[Start of SUPPLIED PASSAGE]

The Shenandoah Valley was the Confederate States of America’s “breadbasket” in the 1860s and thus had strategic importance during the Civil War.  This led to numerous skirmishes and the fight that took place on October 19, 1864 is commemorated at Cedar Creek and Belle Grove National Historical Park.  Little of the land within this 3,700-acre park established in 2002 is owned by the federal government, but the National Park Service (NPS) has done a significant amount of work to improve its interpretive signage since our first visit in 2016.

Highlights

Morning Attack Trails, driving tour, Hupp’s Hill Museum, Belle Grove historic plantation

Must-Do Activity

If you need the stamp for your NPS passport, stop at the Visitor Contact Station located in a strip mall in Middletown, Virginia.  There you can pick up a free guide to help you follow the driving tour focused on the October 19, 1864 battle fought at Cedar Creek.  There is also a free app available on the park’s website.  Managed by a non-profit that organizes an annual reenactment of the battle, Hupp’s Hill Civil War Park has a museum (fee).  You can also pay to take a tour of the manor house at Belle Grove.

Best Trail

The Morning Attack Trails are located next to the NPS Headquarters off Highway 11 with interpretive signage placed on the 300-yard long 8th Vermont Monument Trail, 0.6-mile Thomas Brigade Loop, and 0.7-mile Hayes-Ramseur Loop.

Instagram-worthy Photo

Available for guided tours (fee) between April and December, the manor house at Belle Grove plantation dates back to 1797.  Union General Philip Sheridan used the house as his headquarters in 1864 and most of his 31,600 troops camped on the property.

Peak Season

Fall

Hours

https://www.nps.gov/cebe/planyourvisit/hours.htm

Fees

Admission charged for guided tours of Belle Grove manor house and entrance to Hupp’s Hill Museum.

Road Conditions

Some of the roads on the driving tour are unpaved and not recommended for buses or RVs.

Camping

None

Related Sites

Gettysburg National Military Park (Pennsylvania)

Harpers Ferry National Historical Park (West Virginia-Maryland-Virginia)

Shenandoah National Park (Virginia)

Explore More – Belle Grove was owned by Isaac Hite, Jr. and his wife Nelly, who was the sister of which U.S. President?

[End of SUPPLIED PASSAGE]
[Start of SOURCE DATA]

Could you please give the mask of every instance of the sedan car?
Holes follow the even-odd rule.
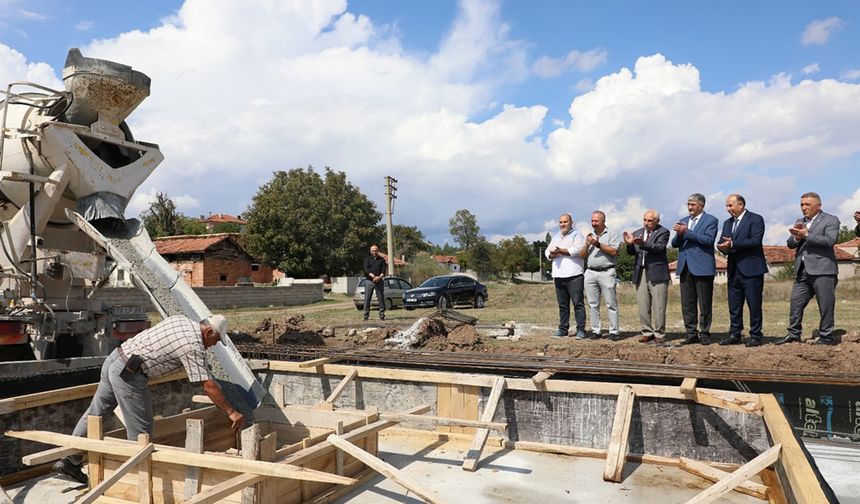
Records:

[End of SOURCE DATA]

* **EXERCISE REQUIREMENTS**:
[A] Answer these questions using the park guide on Cedar Creek and Belle Grove.
(i) In what year was the park established?
(ii) How long is the Hayes-Ramseur Loop?
(iii) Between which months are guided tours of the Belle Grove manor house offered?
[B] Translate this sentence from the park guide into Spanish: "Some of the roads on the driving tour are unpaved and not recommended for buses or RVs."
[C] List every site that the park guide gives under Related Sites, with the state or states shown for each.

* **ANSWERS GIVEN**:
[A]
(i) 2002
(ii) 0.7 mile
(iii) April and December

[B] Algunos de los caminos del recorrido en auto no están pavimentados y no se recomiendan para autobuses ni vehículos recreativos.

[C]
Gettysburg National Military Park (Pennsylvania)
Harpers Ferry National Historical Park (West Virginia-Maryland-Virginia)
Shenandoah National Park (Virginia)